- [SHORT PROBLEM] Rewrite the listing below, replacing "point_to" with "locate_all" wherever it occurs and changing nothing else. Omit the pictures from your answer.

- [RECORDS FOR THE EXERCISE]

--- Begin ---

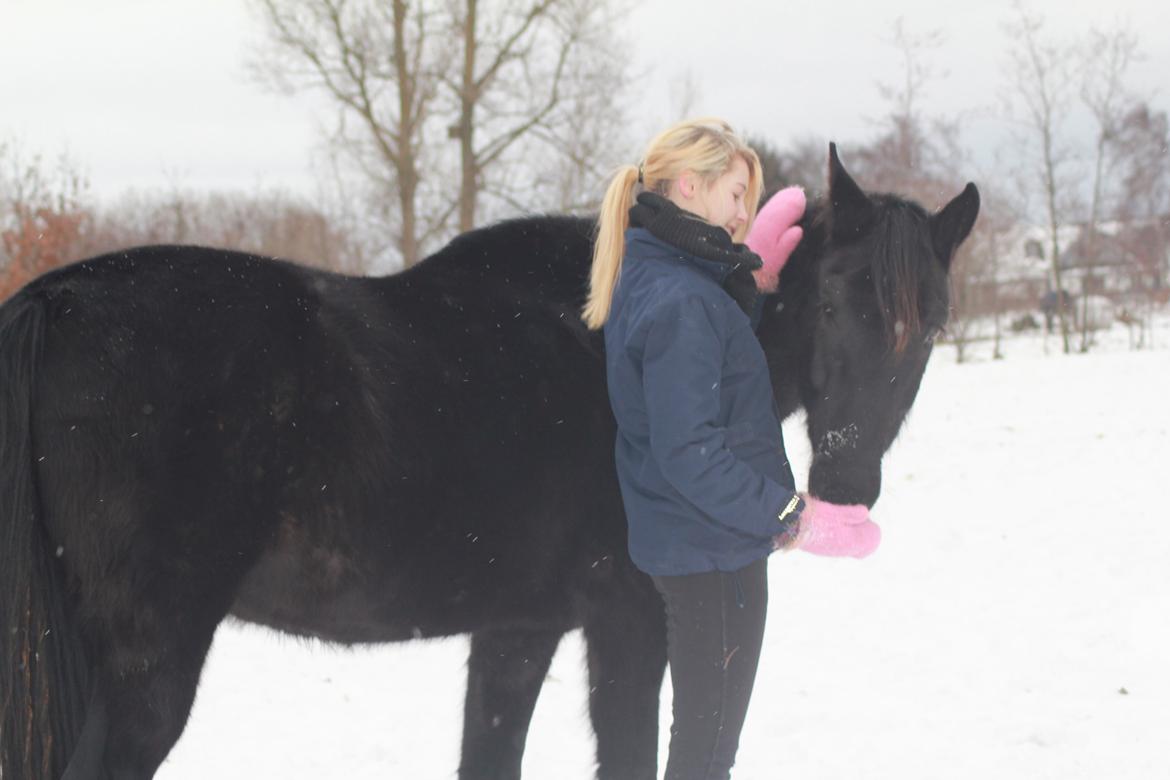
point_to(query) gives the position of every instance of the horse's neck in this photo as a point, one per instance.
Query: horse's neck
(786, 328)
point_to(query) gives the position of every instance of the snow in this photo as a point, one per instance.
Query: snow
(1014, 623)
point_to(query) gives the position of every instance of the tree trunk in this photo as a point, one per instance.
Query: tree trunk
(466, 129)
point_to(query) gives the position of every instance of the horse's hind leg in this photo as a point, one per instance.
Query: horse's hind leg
(149, 687)
(150, 621)
(504, 674)
(625, 632)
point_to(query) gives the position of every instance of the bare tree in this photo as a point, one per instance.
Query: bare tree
(45, 214)
(1143, 208)
(802, 164)
(380, 64)
(1106, 60)
(1040, 82)
(511, 82)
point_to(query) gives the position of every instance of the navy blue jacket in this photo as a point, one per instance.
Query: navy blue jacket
(700, 454)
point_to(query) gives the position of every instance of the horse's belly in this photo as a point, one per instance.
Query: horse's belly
(332, 596)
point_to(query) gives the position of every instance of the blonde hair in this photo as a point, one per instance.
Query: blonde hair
(706, 146)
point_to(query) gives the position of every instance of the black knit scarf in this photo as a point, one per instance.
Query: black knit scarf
(697, 236)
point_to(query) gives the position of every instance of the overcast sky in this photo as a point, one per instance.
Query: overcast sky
(155, 94)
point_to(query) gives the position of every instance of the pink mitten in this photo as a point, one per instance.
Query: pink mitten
(775, 234)
(837, 530)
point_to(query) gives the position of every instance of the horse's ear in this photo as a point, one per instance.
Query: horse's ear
(850, 207)
(952, 223)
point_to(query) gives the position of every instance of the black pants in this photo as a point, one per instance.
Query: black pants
(715, 628)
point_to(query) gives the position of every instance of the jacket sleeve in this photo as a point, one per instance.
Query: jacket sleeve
(682, 365)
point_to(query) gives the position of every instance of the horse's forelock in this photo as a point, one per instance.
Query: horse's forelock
(899, 240)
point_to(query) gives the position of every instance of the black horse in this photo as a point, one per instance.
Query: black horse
(192, 433)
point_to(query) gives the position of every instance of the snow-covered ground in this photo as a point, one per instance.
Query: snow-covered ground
(1014, 623)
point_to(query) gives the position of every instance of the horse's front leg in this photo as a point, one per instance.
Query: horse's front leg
(625, 633)
(504, 674)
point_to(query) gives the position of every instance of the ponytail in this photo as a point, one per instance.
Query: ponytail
(706, 146)
(610, 246)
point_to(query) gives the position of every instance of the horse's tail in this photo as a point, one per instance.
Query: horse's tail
(43, 670)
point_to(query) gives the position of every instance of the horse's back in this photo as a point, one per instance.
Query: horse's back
(358, 457)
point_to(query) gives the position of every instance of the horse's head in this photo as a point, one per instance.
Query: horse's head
(875, 294)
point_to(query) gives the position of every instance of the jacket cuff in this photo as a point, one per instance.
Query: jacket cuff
(789, 517)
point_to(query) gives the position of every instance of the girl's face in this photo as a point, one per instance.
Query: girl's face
(722, 201)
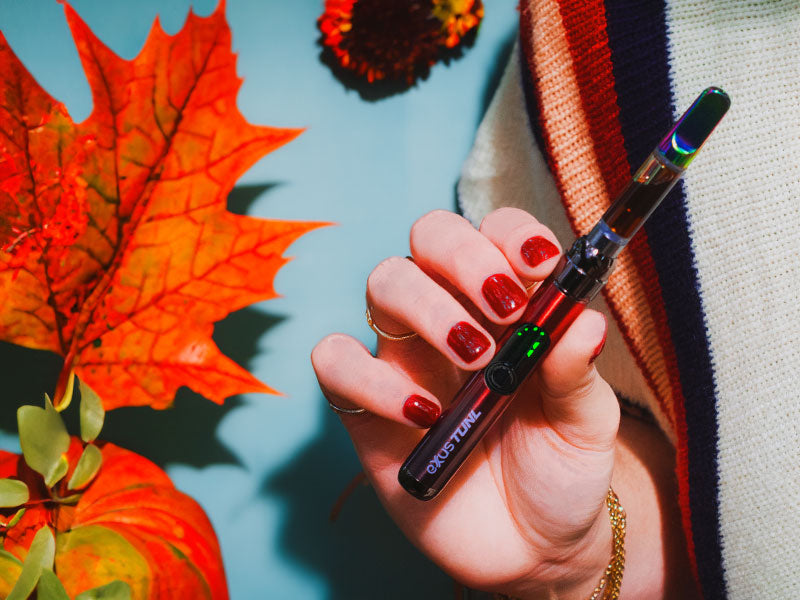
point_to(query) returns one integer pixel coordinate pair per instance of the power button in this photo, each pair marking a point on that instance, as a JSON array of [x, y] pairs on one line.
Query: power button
[[501, 378]]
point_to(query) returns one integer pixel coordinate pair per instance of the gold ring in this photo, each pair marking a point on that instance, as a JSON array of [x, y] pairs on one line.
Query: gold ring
[[385, 334], [346, 411]]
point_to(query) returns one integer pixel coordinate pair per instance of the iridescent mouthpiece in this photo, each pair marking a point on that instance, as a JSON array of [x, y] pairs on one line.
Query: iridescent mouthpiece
[[684, 140]]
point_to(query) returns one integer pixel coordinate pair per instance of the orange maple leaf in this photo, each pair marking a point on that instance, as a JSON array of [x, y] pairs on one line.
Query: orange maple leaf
[[120, 253]]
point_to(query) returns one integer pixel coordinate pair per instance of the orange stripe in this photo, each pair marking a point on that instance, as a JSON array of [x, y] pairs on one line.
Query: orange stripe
[[582, 182]]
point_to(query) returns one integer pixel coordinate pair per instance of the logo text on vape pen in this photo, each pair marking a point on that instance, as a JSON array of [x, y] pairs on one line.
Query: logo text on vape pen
[[450, 445]]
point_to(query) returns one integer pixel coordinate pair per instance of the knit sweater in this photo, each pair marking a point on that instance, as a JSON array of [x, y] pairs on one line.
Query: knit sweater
[[704, 325]]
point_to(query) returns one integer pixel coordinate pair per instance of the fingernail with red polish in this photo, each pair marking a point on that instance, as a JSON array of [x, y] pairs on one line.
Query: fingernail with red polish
[[420, 410], [467, 341], [601, 345], [503, 295], [537, 249]]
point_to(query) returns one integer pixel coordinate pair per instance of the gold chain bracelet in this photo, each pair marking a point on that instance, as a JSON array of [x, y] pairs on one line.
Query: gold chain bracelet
[[610, 582]]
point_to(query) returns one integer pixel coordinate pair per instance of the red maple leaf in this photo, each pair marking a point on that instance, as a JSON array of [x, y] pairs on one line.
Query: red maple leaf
[[120, 253]]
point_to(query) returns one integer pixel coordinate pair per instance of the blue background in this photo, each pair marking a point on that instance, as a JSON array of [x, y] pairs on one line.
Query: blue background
[[268, 469]]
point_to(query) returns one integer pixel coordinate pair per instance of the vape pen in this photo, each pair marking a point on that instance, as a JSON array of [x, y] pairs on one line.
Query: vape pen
[[580, 275]]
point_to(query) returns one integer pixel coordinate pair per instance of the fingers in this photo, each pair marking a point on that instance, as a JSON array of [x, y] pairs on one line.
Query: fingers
[[403, 297], [348, 373], [530, 247], [446, 244], [576, 401]]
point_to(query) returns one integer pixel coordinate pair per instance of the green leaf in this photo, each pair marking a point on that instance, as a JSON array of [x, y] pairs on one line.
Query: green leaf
[[61, 469], [92, 413], [87, 467], [44, 439], [63, 402], [10, 568], [40, 556], [116, 590], [50, 587], [13, 492], [16, 518]]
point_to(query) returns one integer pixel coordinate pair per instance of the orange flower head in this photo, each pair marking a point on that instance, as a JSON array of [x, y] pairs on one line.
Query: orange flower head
[[380, 39]]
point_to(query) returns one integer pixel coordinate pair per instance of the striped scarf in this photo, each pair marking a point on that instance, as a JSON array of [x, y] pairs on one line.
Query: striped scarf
[[705, 299]]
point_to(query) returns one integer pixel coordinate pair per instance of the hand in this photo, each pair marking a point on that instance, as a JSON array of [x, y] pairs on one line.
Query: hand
[[525, 515]]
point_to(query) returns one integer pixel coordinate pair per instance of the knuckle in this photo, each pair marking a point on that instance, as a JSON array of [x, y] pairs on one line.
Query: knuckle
[[504, 214], [384, 272], [324, 354]]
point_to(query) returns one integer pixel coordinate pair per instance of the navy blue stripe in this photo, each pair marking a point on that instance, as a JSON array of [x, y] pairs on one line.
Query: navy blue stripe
[[638, 40], [531, 103]]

--- End ---

- [OUTPUT FOR THIS TASK]
locate_all(query) gives the position of every instance of the horse's neck in this photo as a point, one per instance.
Query: horse's neck
(786, 328)
locate_all(query) gives the position of every instance of the snow in this photo as a point, one per instance.
Query: snow
(1014, 623)
locate_all(query) gives the position of every instance of the tree trunk in this photo as a point, one per instance.
Query: tree trunk
(466, 129)
locate_all(query) gives the position of every instance of the horse's hind leg in this photo as a point, one per instance.
Query: horse's hind leg
(149, 687)
(150, 621)
(504, 674)
(625, 632)
locate_all(query) gives the position of every instance of the bare tree in this photo as a point, one per instance.
Query: bare tree
(45, 214)
(1143, 208)
(802, 164)
(380, 64)
(1106, 60)
(1040, 82)
(511, 82)
locate_all(query) gives the position of every instance of the navy blue jacket in this photo as a point, one per instance.
Query: navy blue jacket
(700, 454)
locate_all(query) gives the position of every instance of the horse's belly in this photo as a point, one per instance.
Query: horse's belly
(332, 596)
locate_all(query) gives the position of every instance of the blonde hair in this photo as a point, one per instance.
Query: blonde hair
(706, 146)
locate_all(query) gives the position of every instance of the black knit scarf in this photo as a point, one per instance.
Query: black knit scarf
(697, 236)
locate_all(query) gives the position of every instance of the overcast sky in this photo as a point, one per instance.
Query: overcast sky
(155, 94)
locate_all(query) gives the position of every instance of the pink mitten in this photo as a point, one per instance.
Query: pink mitten
(775, 234)
(837, 530)
locate_all(query) gives the position of every instance of the horse's ear in this photo as a point, one per instance.
Query: horse's ear
(850, 207)
(952, 223)
locate_all(query) gives the position of every instance of the black pants in this photo as a point, one per instance.
Query: black pants
(715, 628)
locate_all(query) gives the position of every instance of the jacket sleeve in this photo as a point, one per instance.
Query: jacket sleeve
(682, 365)
locate_all(query) gives the position of every instance of the horse's forelock in this photo as a point, one per instance.
Query: horse's forelock
(899, 240)
locate_all(query) gives the position of every instance of the black horse in this photo as a point, one per instance.
Query: black horse
(192, 433)
locate_all(query) gives the position of every instance of the snow-covered ground in this photo as a point, one per instance.
Query: snow-covered ground
(1014, 623)
locate_all(query) gives the position of every instance of the horse's front leg in this photo as a point, one per instance.
Query: horse's front leg
(625, 633)
(504, 674)
locate_all(query) gives the position of every instance of the ponytail in this photo as a point, one per instance.
Query: ponytail
(706, 146)
(610, 246)
locate_all(query) gives the position of every instance of the horse's tail in this photo as a point, one per instance.
Query: horse's tail
(43, 670)
locate_all(query) gives the position of every instance of the horse's back in this photo as a point, one per instance.
Query: horse's back
(358, 457)
locate_all(query) gives the position of every instance of the horse's head in this photo as a point, one per instance.
Query: horse's head
(875, 294)
locate_all(query) gives the position of every instance of the jacket cuff in this photo as a point, one per instance.
Query: jacket cuff
(789, 517)
locate_all(query) gives the position of every instance of the girl's face in this photo as a point, one per instance.
Query: girl's face
(722, 201)
locate_all(query) returns one integer pixel coordinate pair per instance of the power button in this photo, each pair marking a point on that instance, as a JSON array of [x, y] pairs on one line.
Query: power button
[[501, 378]]
locate_all(query) returns one integer pixel coordinate pair per instance of the gold ring in this photo, each pair marking a point on that instance, as a JSON array of [x, y] pairs on one line.
Query: gold ring
[[385, 334], [346, 411]]
locate_all(query) returns one integer pixel coordinate pair per instance of the iridescent mouthpiece in this photo, each pair marking a point on that instance, as a JSON array of [x, y] pairs on one line.
Query: iridescent mouthpiece
[[684, 140]]
locate_all(query) returns one integer pixel coordinate pair per instance of the orange maple leaf in this photo, each pair marking a point on that instance, as a JSON array of [x, y] pairs on one line.
Query: orange maple leaf
[[120, 253]]
locate_all(query) returns one integer pixel coordinate pair per instance of the orange stripe in this photo, each pair marking a point on that instance, as a JSON array of [x, y] pairs on one line.
Query: orange stripe
[[582, 182]]
locate_all(query) returns one integer pixel coordinate pair per instance of the logo text on vape pen in this photo, each pair marking a point on that instance, as a JSON array of [x, y] pairs on one line.
Query: logo text on vape pen
[[450, 445]]
locate_all(query) returns one integer pixel coordinate pair per instance of the knit sweater in this photo, each pair marking a point on that instance, as a JSON array of [x, y] pairs on one line.
Query: knit sweater
[[704, 325]]
locate_all(query) returns one integer pixel coordinate pair per instance of the fingernail with red polish in this photo, each pair marking a point on that instance, as a JSON array of [x, y] pairs on one line.
Query: fingernail with red polish
[[420, 410], [467, 341], [601, 345], [503, 295], [537, 249]]
locate_all(query) returns one integer pixel coordinate pair per instance of the gold chain bracelet in this photo, each pair marking a point on that instance, as a JSON array of [x, y] pairs on one line.
Query: gold chain bracelet
[[610, 582]]
locate_all(query) returns one integer pixel coordinate pair per instance of the red maple leaf in this photo, each pair marking a point on that instance, as a JSON array of [x, y] pairs on one line.
Query: red maple leaf
[[120, 253]]
locate_all(query) returns one integer pixel coordinate pair per instance of the blue background in this photo, each pair marking a point on that instance, as a JSON array of [x, y] pairs on one line.
Query: blue background
[[268, 469]]
locate_all(query) returns one integer pixel coordinate pair per instance of the vape pen in this photo, each pair marking a point on that instance, as a JSON array of [x, y] pairs on one line.
Query: vape pen
[[580, 275]]
locate_all(query) returns one integer pixel coordinate pair per instance of the fingers in this photo, each pair marking a point on that instance, as a JSON array of [x, y] pairs on one line.
Query: fingers
[[403, 297], [348, 373], [530, 247], [446, 244], [576, 401]]
locate_all(query) returns one integer pixel coordinate pair per instance of the green leaf in this photo, each pair marking a point on that instance, as a JSON array of [x, y] pairs on one line.
Query: green leaf
[[61, 469], [92, 413], [87, 467], [44, 439], [63, 402], [10, 568], [40, 556], [116, 590], [50, 587], [13, 492], [16, 518]]
locate_all(query) returns one integer pixel coordinate pair per instance of the orange flower head in this photo, each pair marking a point on that instance, as a JSON array of [x, y] pairs on one line.
Query: orange flower head
[[380, 39]]
locate_all(query) returns one integer pixel coordinate pair per instance of the striped scarf in this photo, each pair marking a point on that instance, as a JSON array of [x, y] pairs on one line.
Query: striped scarf
[[705, 299]]
locate_all(query) returns one integer pixel coordinate pair per instance of the hand in this photo, each pair marking a point on that instance, as a JSON array of [x, y] pairs on one line.
Query: hand
[[525, 515]]
locate_all(query) returns one integer pixel coordinate pair per instance of the knuckle in this photo, each pair marking a point on that instance, as a JSON array of [x, y] pairs on one line.
Query: knuckle
[[504, 214], [384, 272], [324, 354]]
locate_all(query) returns one integer pixel coordinate pair per instance of the navy blue stripe in this photo, each pair marking a point on that instance, as a JSON array of [x, y] pairs on one line.
Query: navy blue stripe
[[638, 40], [531, 103]]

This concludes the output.